* **Objective**
Rewrite the stretch from the line containing "mark the truck cab -- a dot per instance" through the line containing "Query: asphalt road", requests included, scaling every x and y coordinate in the answers by 0.8 and rounding to whole numbers with halves rounded up. Leave the numbers in the requests and their format samples as they are.

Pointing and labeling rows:
---*---

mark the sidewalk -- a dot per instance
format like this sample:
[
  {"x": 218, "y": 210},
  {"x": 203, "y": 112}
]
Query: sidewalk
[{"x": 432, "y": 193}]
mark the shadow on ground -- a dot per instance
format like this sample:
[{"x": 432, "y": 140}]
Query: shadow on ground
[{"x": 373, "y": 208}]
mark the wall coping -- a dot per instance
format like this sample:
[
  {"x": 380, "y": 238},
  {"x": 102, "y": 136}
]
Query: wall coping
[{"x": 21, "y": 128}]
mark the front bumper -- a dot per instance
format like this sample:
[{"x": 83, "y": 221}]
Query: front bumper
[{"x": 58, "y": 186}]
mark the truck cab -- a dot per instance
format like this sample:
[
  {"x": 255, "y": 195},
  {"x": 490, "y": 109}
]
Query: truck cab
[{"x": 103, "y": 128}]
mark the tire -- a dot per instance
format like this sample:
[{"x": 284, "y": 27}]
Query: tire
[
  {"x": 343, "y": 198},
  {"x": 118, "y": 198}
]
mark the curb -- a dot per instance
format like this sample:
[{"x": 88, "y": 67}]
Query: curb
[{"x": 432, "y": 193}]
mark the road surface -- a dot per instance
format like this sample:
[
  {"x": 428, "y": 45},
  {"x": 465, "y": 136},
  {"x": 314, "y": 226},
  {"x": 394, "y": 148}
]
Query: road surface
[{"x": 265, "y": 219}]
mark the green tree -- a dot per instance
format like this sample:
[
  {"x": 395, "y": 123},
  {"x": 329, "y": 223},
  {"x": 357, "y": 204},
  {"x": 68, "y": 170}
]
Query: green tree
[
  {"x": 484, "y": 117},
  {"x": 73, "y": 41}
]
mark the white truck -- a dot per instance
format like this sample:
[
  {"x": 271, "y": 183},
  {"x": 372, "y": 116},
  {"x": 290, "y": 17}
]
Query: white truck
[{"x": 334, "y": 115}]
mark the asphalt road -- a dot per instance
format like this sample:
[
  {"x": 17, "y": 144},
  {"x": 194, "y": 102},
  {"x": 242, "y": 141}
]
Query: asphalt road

---*---

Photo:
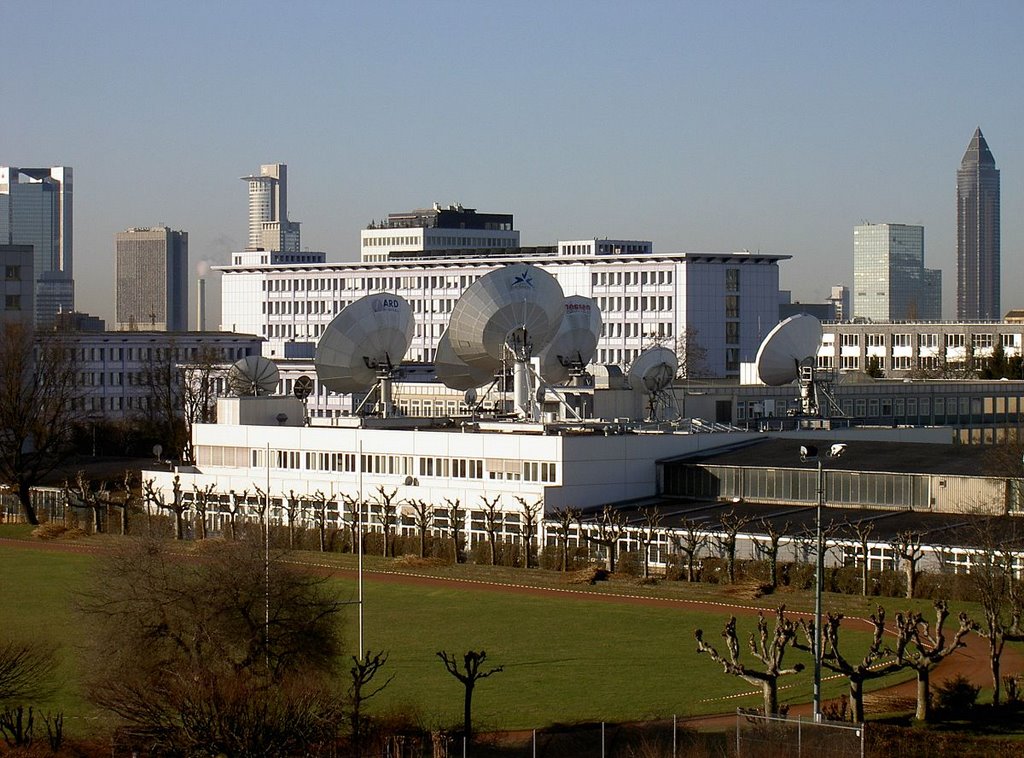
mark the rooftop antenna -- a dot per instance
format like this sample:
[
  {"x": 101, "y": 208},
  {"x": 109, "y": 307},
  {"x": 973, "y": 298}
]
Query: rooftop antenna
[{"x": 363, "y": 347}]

---*---

* **Written answer**
mark the truck cab -- a dot per instance
format like this sample:
[
  {"x": 255, "y": 195},
  {"x": 490, "y": 109}
]
Query: truck cab
[{"x": 82, "y": 102}]
mark the tire -- a dot per instance
format like this sample:
[{"x": 284, "y": 27}]
Query: tire
[
  {"x": 274, "y": 158},
  {"x": 94, "y": 158}
]
mark the curb -- a dot per instance
format like this sample:
[{"x": 88, "y": 67}]
Query: curb
[{"x": 346, "y": 154}]
mark the road surface -- a dot per instance
format like this sample:
[
  {"x": 428, "y": 45},
  {"x": 465, "y": 136},
  {"x": 314, "y": 226},
  {"x": 394, "y": 148}
]
Query: road surface
[{"x": 212, "y": 175}]
mark the green tree -- a dot per instance
format like this sample:
[
  {"x": 395, "y": 123},
  {"x": 329, "y": 223},
  {"x": 357, "y": 204},
  {"x": 68, "y": 170}
]
Query: green tree
[
  {"x": 387, "y": 94},
  {"x": 58, "y": 33}
]
mark the white truck -- a dot per instance
format like this sample:
[
  {"x": 271, "y": 183},
  {"x": 372, "y": 116},
  {"x": 290, "y": 17}
]
Query: white truck
[{"x": 267, "y": 92}]
mark the asphalt road -- a dot per instance
format like this sample:
[
  {"x": 17, "y": 144},
  {"x": 194, "y": 102},
  {"x": 242, "y": 141}
]
Query: asphalt road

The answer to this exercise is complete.